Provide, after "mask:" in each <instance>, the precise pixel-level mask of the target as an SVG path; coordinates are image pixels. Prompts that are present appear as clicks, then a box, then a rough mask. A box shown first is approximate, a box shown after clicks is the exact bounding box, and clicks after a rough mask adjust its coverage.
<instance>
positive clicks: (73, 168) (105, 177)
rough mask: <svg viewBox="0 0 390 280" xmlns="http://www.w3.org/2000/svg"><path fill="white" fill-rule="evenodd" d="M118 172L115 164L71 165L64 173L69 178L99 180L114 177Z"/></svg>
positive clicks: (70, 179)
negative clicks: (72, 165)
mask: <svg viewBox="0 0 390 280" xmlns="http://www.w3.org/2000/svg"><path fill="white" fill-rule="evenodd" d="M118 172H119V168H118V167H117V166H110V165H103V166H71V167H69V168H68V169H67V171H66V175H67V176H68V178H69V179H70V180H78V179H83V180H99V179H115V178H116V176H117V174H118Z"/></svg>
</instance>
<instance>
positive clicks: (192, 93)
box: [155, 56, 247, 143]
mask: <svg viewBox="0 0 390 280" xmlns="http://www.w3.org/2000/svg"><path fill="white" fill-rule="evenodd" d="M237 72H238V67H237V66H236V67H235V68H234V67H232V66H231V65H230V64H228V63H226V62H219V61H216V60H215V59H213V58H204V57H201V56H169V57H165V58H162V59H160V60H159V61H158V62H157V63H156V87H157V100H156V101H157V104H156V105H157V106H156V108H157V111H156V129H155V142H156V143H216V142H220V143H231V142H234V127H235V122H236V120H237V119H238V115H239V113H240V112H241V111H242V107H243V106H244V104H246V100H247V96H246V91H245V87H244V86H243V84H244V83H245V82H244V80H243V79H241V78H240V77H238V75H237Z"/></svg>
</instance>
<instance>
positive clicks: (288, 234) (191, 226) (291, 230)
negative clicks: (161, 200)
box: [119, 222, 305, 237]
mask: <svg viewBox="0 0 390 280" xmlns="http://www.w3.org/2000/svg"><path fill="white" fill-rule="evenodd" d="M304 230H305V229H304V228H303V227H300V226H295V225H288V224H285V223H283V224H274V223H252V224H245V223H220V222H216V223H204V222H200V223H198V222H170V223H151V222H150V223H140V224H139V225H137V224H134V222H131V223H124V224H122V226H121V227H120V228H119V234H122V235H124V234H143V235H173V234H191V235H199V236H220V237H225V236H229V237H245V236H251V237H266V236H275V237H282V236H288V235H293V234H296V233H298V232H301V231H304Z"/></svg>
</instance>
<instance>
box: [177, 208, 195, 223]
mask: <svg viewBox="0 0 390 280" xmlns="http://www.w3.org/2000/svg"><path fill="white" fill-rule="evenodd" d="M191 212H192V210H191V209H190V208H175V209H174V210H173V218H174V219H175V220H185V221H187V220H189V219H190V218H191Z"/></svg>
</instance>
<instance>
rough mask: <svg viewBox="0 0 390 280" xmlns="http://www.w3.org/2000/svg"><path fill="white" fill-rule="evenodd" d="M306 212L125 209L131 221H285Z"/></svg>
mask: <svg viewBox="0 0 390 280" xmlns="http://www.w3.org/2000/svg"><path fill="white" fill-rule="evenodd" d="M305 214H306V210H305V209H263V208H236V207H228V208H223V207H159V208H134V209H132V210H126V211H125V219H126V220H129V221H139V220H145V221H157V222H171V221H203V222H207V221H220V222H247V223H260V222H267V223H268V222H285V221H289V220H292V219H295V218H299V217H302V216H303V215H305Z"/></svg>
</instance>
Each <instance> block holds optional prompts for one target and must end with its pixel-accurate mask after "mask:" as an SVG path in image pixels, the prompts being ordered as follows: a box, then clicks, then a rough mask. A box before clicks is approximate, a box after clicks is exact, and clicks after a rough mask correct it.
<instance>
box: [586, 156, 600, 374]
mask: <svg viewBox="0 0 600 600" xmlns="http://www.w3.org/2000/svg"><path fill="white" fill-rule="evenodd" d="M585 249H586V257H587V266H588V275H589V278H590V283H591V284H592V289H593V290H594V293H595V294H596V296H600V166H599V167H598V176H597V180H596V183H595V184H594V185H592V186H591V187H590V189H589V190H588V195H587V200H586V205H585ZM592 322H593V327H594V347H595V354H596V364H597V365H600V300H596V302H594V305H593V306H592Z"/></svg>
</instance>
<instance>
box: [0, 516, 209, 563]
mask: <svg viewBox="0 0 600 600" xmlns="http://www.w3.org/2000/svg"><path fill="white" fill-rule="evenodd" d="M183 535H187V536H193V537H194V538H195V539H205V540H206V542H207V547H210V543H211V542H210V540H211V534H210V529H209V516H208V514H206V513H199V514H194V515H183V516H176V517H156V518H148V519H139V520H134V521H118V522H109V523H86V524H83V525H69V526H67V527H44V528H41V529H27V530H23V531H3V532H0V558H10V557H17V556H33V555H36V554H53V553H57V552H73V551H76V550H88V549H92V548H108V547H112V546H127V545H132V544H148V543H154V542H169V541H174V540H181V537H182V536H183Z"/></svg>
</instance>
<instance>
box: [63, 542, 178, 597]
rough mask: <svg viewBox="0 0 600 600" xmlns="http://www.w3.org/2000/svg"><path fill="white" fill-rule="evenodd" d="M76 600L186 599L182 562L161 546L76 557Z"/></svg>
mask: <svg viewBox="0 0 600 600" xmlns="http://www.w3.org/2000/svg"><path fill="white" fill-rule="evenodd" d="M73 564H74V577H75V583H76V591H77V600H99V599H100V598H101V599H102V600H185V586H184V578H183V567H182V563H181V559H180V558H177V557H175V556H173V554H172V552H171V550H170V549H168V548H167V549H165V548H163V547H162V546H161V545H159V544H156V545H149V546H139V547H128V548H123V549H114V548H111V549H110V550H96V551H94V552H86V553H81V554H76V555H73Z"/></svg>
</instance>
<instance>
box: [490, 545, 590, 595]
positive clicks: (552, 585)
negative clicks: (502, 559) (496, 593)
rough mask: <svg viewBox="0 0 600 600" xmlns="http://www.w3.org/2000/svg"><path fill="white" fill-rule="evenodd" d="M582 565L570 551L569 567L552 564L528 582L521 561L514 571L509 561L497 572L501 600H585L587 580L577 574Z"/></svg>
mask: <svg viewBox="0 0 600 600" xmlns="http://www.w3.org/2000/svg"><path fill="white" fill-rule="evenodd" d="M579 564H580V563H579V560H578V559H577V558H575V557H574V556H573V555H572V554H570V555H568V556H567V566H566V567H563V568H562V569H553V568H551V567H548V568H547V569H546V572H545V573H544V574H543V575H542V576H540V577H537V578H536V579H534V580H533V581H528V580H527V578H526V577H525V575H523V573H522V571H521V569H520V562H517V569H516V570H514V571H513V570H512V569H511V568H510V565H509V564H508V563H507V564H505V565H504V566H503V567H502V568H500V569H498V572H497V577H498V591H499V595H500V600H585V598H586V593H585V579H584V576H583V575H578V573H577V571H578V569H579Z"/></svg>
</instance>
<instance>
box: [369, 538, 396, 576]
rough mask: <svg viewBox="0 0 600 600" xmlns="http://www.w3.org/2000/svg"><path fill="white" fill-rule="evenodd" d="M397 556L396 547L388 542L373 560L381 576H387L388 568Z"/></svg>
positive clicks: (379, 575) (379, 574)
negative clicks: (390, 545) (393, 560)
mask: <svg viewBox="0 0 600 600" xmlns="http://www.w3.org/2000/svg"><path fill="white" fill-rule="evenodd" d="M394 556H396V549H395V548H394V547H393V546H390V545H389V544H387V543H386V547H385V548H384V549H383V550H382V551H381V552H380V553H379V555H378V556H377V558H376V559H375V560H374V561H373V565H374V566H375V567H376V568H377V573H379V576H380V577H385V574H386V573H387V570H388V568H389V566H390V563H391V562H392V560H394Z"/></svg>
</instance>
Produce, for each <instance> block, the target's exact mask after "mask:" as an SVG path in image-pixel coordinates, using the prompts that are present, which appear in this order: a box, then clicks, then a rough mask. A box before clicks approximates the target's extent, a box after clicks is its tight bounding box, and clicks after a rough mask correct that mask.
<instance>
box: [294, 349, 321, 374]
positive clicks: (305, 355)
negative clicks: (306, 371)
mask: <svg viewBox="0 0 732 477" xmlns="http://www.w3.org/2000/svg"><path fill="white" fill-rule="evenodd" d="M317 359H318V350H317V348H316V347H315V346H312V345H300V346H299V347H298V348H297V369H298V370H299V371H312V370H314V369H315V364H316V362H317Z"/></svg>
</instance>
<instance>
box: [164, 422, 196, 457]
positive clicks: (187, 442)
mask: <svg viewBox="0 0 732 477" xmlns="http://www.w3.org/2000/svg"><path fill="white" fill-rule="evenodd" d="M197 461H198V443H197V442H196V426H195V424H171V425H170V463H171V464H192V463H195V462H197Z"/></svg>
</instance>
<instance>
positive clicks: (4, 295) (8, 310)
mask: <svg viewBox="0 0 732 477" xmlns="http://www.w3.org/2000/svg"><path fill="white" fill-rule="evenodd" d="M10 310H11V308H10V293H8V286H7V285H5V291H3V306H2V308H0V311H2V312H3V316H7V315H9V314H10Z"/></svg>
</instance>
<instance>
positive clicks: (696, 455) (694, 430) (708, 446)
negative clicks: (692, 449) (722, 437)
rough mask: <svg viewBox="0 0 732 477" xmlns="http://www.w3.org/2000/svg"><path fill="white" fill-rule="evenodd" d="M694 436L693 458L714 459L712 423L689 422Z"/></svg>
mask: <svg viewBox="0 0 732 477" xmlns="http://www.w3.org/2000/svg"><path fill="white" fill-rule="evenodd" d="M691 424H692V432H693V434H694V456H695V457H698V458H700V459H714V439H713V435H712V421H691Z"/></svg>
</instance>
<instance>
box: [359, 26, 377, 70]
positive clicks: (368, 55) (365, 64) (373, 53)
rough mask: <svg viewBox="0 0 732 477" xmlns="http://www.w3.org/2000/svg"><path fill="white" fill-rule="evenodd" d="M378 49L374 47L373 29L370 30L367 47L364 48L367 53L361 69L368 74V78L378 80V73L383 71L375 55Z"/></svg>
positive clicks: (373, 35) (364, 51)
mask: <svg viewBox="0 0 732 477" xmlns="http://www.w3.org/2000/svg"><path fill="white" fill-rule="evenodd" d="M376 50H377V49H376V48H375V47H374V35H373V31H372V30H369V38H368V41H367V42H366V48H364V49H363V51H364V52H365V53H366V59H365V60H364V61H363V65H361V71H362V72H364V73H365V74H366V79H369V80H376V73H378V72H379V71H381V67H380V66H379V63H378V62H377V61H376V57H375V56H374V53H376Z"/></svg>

--- Requirement ---
From the top of the material above, print every line exactly, ending with the line that holds "positive clicks: (70, 179)".

--- Result for this task ---
Provide, after "mask:" in each <instance>, the precise pixel-level mask of the target as an SVG path; coordinates are image pixels. Prompts that are present appear as clicks, then a box, then a rough mask. A box shown first is approximate, a box shown after clicks is the exact bounding box, and clicks after a rough mask adjust its coverage.
<instance>
positive clicks: (73, 168) (105, 177)
rough mask: <svg viewBox="0 0 390 280" xmlns="http://www.w3.org/2000/svg"><path fill="white" fill-rule="evenodd" d="M118 172L115 164L71 165L64 173L69 178L99 180L114 177Z"/></svg>
positive clicks: (70, 179)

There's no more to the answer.